Sunday, January 11, 2009

When It Comes To Water Policy - - Silence, Please

A Journal Sentinel columnist and editorial board member has had it with all those questions being raised about Waukesha's quest for Lake Michigan water.

Dang questions!

Imagine asking for scientific details and other information about piping Great Lakes water out of its basin, then returning it as wastewater to a tributary that can flood - - then into a watershed where millions and millions of dollars have been spent on water quality and other environmental improvements.

The temerity of people wanting some details - - especially since the City of Waukesha hasn't even disclosed its application yet.

Look for the City of Wauwatosa (the projected tributary dumping site), the Wisconsin Department of Natural Resources, Waukesha taxpayers, and the seven other Great Lakes states to be asking the same kinds of questions...and more...and demanding answers...to some preliminary questions that were easily dismissed by the columnist.

2 comments:

Anonymous said...

It is curious and telling to see how, when it comes to demanding Great Lakes water that the editorial insists Waukesha is Milwaukee's "fast growing part," and that the metropolitan area is the dying part.

What the exercise asks ▸ Continue the blog post on Waukesha's bid for Lake Michigan water, picking up after its final sentence.

Recorded data ▸
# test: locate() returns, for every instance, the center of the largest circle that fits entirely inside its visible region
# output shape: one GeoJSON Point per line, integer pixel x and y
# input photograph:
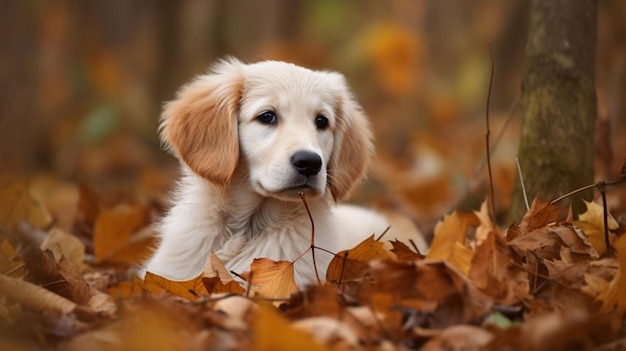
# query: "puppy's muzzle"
{"type": "Point", "coordinates": [306, 163]}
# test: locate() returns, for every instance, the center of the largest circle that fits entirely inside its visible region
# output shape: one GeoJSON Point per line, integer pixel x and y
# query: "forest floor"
{"type": "Point", "coordinates": [546, 282]}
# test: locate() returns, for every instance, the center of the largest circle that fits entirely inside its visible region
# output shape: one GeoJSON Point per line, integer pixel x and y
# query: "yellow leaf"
{"type": "Point", "coordinates": [10, 264]}
{"type": "Point", "coordinates": [615, 295]}
{"type": "Point", "coordinates": [274, 333]}
{"type": "Point", "coordinates": [18, 205]}
{"type": "Point", "coordinates": [217, 279]}
{"type": "Point", "coordinates": [592, 223]}
{"type": "Point", "coordinates": [113, 230]}
{"type": "Point", "coordinates": [64, 244]}
{"type": "Point", "coordinates": [273, 279]}
{"type": "Point", "coordinates": [355, 264]}
{"type": "Point", "coordinates": [449, 241]}
{"type": "Point", "coordinates": [190, 289]}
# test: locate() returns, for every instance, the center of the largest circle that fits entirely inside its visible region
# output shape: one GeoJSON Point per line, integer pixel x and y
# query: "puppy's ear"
{"type": "Point", "coordinates": [353, 145]}
{"type": "Point", "coordinates": [200, 125]}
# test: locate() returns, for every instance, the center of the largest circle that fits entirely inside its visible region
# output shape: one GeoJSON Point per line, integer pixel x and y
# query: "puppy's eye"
{"type": "Point", "coordinates": [321, 122]}
{"type": "Point", "coordinates": [267, 117]}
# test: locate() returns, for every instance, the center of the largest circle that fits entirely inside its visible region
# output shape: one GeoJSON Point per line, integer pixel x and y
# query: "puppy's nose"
{"type": "Point", "coordinates": [306, 163]}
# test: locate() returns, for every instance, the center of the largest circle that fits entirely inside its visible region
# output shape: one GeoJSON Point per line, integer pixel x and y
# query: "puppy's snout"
{"type": "Point", "coordinates": [306, 163]}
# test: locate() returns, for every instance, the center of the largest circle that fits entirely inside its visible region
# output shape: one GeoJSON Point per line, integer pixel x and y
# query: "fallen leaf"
{"type": "Point", "coordinates": [10, 264]}
{"type": "Point", "coordinates": [117, 235]}
{"type": "Point", "coordinates": [539, 215]}
{"type": "Point", "coordinates": [18, 205]}
{"type": "Point", "coordinates": [61, 278]}
{"type": "Point", "coordinates": [62, 244]}
{"type": "Point", "coordinates": [189, 289]}
{"type": "Point", "coordinates": [459, 337]}
{"type": "Point", "coordinates": [592, 223]}
{"type": "Point", "coordinates": [34, 296]}
{"type": "Point", "coordinates": [403, 252]}
{"type": "Point", "coordinates": [274, 333]}
{"type": "Point", "coordinates": [449, 240]}
{"type": "Point", "coordinates": [615, 296]}
{"type": "Point", "coordinates": [272, 279]}
{"type": "Point", "coordinates": [217, 279]}
{"type": "Point", "coordinates": [351, 265]}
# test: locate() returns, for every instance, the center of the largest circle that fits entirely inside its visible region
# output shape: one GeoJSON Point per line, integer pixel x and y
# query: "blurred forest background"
{"type": "Point", "coordinates": [83, 83]}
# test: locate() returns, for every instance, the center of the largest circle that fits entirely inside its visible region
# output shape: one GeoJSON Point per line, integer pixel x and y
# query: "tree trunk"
{"type": "Point", "coordinates": [558, 102]}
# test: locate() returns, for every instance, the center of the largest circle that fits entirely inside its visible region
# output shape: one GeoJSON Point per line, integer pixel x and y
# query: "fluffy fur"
{"type": "Point", "coordinates": [239, 191]}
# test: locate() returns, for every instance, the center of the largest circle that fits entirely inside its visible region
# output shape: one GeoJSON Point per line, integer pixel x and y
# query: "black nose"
{"type": "Point", "coordinates": [306, 163]}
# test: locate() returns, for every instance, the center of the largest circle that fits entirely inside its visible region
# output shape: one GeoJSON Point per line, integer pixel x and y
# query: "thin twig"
{"type": "Point", "coordinates": [602, 188]}
{"type": "Point", "coordinates": [312, 247]}
{"type": "Point", "coordinates": [493, 205]}
{"type": "Point", "coordinates": [571, 193]}
{"type": "Point", "coordinates": [521, 179]}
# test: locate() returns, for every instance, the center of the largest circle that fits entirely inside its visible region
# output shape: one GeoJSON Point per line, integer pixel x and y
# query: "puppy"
{"type": "Point", "coordinates": [251, 138]}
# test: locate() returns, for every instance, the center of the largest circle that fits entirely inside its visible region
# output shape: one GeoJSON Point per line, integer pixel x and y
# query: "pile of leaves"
{"type": "Point", "coordinates": [547, 283]}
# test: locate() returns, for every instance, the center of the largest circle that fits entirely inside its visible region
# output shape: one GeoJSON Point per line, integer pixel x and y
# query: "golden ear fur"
{"type": "Point", "coordinates": [353, 146]}
{"type": "Point", "coordinates": [200, 125]}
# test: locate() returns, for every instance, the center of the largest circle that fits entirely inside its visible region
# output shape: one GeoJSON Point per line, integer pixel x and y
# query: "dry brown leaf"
{"type": "Point", "coordinates": [117, 235]}
{"type": "Point", "coordinates": [274, 333]}
{"type": "Point", "coordinates": [459, 337]}
{"type": "Point", "coordinates": [18, 205]}
{"type": "Point", "coordinates": [151, 325]}
{"type": "Point", "coordinates": [615, 295]}
{"type": "Point", "coordinates": [546, 242]}
{"type": "Point", "coordinates": [539, 215]}
{"type": "Point", "coordinates": [126, 289]}
{"type": "Point", "coordinates": [61, 278]}
{"type": "Point", "coordinates": [62, 244]}
{"type": "Point", "coordinates": [189, 289]}
{"type": "Point", "coordinates": [272, 279]}
{"type": "Point", "coordinates": [493, 273]}
{"type": "Point", "coordinates": [10, 264]}
{"type": "Point", "coordinates": [592, 223]}
{"type": "Point", "coordinates": [403, 252]}
{"type": "Point", "coordinates": [351, 265]}
{"type": "Point", "coordinates": [217, 279]}
{"type": "Point", "coordinates": [449, 240]}
{"type": "Point", "coordinates": [34, 296]}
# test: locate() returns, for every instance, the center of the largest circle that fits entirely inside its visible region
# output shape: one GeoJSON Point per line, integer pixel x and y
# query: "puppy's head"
{"type": "Point", "coordinates": [297, 130]}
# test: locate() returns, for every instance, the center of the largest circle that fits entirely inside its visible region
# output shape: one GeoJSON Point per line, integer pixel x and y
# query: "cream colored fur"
{"type": "Point", "coordinates": [239, 191]}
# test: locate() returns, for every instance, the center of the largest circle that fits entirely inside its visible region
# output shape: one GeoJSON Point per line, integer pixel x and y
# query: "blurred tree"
{"type": "Point", "coordinates": [558, 101]}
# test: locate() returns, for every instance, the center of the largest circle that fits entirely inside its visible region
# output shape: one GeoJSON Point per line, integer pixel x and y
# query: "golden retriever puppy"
{"type": "Point", "coordinates": [251, 138]}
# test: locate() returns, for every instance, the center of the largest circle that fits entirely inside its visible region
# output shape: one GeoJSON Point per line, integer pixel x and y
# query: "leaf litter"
{"type": "Point", "coordinates": [545, 283]}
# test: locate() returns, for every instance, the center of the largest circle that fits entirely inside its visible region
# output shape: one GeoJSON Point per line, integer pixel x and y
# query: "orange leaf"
{"type": "Point", "coordinates": [273, 279]}
{"type": "Point", "coordinates": [592, 223]}
{"type": "Point", "coordinates": [615, 295]}
{"type": "Point", "coordinates": [540, 214]}
{"type": "Point", "coordinates": [274, 333]}
{"type": "Point", "coordinates": [113, 230]}
{"type": "Point", "coordinates": [190, 289]}
{"type": "Point", "coordinates": [449, 240]}
{"type": "Point", "coordinates": [350, 265]}
{"type": "Point", "coordinates": [10, 264]}
{"type": "Point", "coordinates": [403, 252]}
{"type": "Point", "coordinates": [18, 205]}
{"type": "Point", "coordinates": [217, 279]}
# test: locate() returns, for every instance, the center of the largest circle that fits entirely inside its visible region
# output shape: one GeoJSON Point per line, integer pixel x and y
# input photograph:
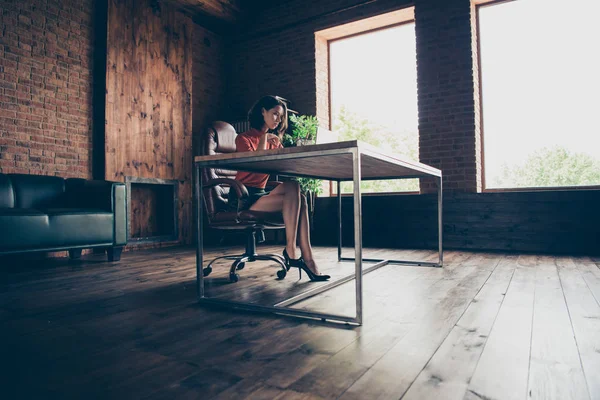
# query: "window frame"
{"type": "Point", "coordinates": [403, 16]}
{"type": "Point", "coordinates": [478, 5]}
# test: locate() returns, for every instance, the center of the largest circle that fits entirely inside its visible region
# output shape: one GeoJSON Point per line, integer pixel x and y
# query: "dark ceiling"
{"type": "Point", "coordinates": [221, 16]}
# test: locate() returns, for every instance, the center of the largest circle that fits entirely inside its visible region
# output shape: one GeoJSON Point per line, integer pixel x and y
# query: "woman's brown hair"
{"type": "Point", "coordinates": [256, 118]}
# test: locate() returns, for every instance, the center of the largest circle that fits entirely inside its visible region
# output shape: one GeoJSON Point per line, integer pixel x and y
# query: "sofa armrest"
{"type": "Point", "coordinates": [103, 195]}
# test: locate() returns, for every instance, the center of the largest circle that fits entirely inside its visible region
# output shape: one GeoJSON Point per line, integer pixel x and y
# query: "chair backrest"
{"type": "Point", "coordinates": [218, 138]}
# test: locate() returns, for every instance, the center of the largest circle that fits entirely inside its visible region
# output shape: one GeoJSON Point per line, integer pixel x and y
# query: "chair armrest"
{"type": "Point", "coordinates": [272, 184]}
{"type": "Point", "coordinates": [237, 186]}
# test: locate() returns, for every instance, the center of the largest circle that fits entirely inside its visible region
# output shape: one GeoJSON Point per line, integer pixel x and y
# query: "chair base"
{"type": "Point", "coordinates": [249, 255]}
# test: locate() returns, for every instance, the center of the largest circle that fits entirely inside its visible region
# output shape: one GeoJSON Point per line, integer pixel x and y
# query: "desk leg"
{"type": "Point", "coordinates": [356, 175]}
{"type": "Point", "coordinates": [199, 233]}
{"type": "Point", "coordinates": [339, 221]}
{"type": "Point", "coordinates": [440, 225]}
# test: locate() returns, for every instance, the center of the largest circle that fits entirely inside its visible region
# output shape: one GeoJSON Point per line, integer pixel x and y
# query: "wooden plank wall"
{"type": "Point", "coordinates": [559, 222]}
{"type": "Point", "coordinates": [148, 97]}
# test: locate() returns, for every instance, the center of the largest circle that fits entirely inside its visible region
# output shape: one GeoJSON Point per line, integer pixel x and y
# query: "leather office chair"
{"type": "Point", "coordinates": [219, 138]}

Response to this task ▸
From what I've discerned, Waukesha usually acts and insists that it is part of nothing else, completely separate, and, an entity onto itself when it comes to topics like cooperation with regional transit or something as mundane as planning for affordable housing for their own work force, that would be beneficial to all regional stakeholders.

The fast growing part of the region here, seems to me to be the uncontrolled cancer, intent on devouring the host. A cancer has no regard for the host it depends on to survive. Lake Michigan water should not be used to feed this tumor.

"Thanks to falling water tables and changing radium rules..." one apparent argument in that editorial, that Waukesha sprawl and lack of prior long-range planning and apparent prior denial of the the natural limits of growth, i.e. the amount of available groundwater, somehow just happened, and was not anticipated or knowable or anybody's fault, is laughable.

Anonymous said...

Waukesha does not get one drop of Lake Michigan water.